⟨
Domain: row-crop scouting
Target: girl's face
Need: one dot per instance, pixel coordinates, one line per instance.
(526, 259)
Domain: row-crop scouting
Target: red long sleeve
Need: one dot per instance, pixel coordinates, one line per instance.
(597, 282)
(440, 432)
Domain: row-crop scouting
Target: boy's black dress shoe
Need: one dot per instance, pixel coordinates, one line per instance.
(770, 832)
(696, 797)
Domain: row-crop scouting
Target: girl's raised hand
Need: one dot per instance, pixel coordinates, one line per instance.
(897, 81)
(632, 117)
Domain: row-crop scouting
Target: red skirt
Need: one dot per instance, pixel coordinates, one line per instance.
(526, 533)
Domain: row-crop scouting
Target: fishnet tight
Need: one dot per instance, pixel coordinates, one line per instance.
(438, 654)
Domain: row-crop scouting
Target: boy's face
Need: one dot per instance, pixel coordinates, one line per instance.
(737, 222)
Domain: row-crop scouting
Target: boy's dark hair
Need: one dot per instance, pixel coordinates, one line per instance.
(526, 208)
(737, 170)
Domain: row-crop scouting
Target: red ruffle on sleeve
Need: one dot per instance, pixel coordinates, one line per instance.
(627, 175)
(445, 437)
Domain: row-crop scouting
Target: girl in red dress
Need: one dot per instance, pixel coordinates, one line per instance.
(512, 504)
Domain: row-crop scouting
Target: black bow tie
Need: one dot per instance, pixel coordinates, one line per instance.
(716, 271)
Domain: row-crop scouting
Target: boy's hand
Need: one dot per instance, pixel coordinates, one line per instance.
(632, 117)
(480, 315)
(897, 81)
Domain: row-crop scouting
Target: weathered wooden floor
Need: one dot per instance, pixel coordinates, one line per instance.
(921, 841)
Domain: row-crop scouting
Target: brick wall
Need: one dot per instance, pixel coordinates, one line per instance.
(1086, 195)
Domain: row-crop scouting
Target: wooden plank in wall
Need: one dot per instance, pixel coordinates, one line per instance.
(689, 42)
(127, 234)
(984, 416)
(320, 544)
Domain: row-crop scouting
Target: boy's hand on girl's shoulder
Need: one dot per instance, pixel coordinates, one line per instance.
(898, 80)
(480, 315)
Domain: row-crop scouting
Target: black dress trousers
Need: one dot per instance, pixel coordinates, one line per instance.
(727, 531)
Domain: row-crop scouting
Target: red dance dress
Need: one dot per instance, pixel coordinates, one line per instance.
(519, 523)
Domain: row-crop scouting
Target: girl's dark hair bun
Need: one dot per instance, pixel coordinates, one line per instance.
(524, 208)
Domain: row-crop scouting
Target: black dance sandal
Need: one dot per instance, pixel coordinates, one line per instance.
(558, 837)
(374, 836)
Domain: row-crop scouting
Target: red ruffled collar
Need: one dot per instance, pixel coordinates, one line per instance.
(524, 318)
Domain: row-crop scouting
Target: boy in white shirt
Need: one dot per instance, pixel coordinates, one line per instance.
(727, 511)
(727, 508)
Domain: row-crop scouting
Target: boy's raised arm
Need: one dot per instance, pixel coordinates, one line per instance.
⟩
Your objective >>
Transcribe every entry exactly, omitting nothing.

Correct response >>
Domain: row-crop scouting
Target: girl's face
Need: one dot per instance, pixel coordinates, one line per instance.
(526, 259)
Domain: row-crop scouting
Target: red long sleeve
Need: one dot per instance, pixel coordinates, one line per instance.
(597, 282)
(440, 432)
Domain: row-crop scouting
Target: boy's black dress shoe
Need: one dot per instance, pixel coordinates, one line per instance.
(770, 832)
(696, 797)
Domain: row-crop scouting
Target: girl's raised hand
Need: one dot per instance, pixel coordinates, one line per instance.
(897, 81)
(632, 117)
Domain: row-crop scouting
Target: red skirt
Need: one dot per instance, pixel coordinates, one line per instance.
(526, 533)
Domain: row-crop scouting
Target: fishnet tight
Need: one dot per instance, pixel coordinates, one line per instance.
(438, 654)
Domain: row-crop scouting
Target: boy's face
Need: one dot per instance, pixel coordinates, one line per instance.
(737, 222)
Domain: row-crop scouting
Target: boy's dark hair
Need: one dot per instance, pixel coordinates, one line per instance.
(526, 208)
(737, 170)
Domain: row-crop scouting
Target: red ruffle on sleeve
Need: one dot per instance, pixel coordinates, one line per instance.
(627, 175)
(445, 437)
Domain: row-crop scouting
Target: girl in red dress
Need: one dot per instance, pixel coordinates, one line per instance.
(512, 504)
Domain: row-crop scouting
Target: black bow tie
Need: one dot per instance, pixel coordinates, one line per instance.
(716, 271)
Domain: row-crop scouting
Target: boy's hand
Need: one dot per instance, pixel coordinates, one line per instance.
(632, 117)
(480, 315)
(897, 81)
Domain: row-crop scouting
Target: weathered wooden floor
Need: one dot per instance, pixel coordinates, one line per instance.
(921, 841)
Domain: row-crop scouting
Target: brick wall
Need: one dot per instance, pixel coordinates, one line per instance.
(1086, 195)
Domain: row-crop scouting
Target: wooden plank in wall
Need: one dot per instance, pixel coordinates, one line per instance.
(689, 42)
(127, 234)
(984, 416)
(320, 544)
Domain: row-crop scouting
Target: boy's hand on girl's shoulder
Need: one dot per instance, pixel coordinates, one line per instance.
(898, 80)
(480, 315)
Domain: row-crop scouting
Target: black dress trousers
Need: one dot per instance, pixel coordinates, one line per instance.
(727, 531)
Domain: row-crop scouting
Target: red dance dress
Need: one dot per instance, pixel coordinates, one line per instance.
(519, 523)
Domain: row-crop scouting
Target: girl's dark hair bun
Need: one dot per instance, pixel coordinates, one line per instance.
(524, 208)
Domain: row-crop scouting
Target: black dance sandal
Need: one dot per instance, pixel coordinates, one line per instance.
(558, 837)
(374, 836)
Domain: row-crop scouting
Target: red ruffled collar
Need: one dot per instance, pixel coordinates, one line per instance.
(524, 318)
Domain: row-crop scouting
Target: boy in white shirt
Need: one dot per instance, pixel coordinates, one line per instance.
(727, 511)
(727, 508)
Domain: row-crop scouting
Target: boy's raised arm
Need: one dot per instance, pixel coordinates, one line per instance.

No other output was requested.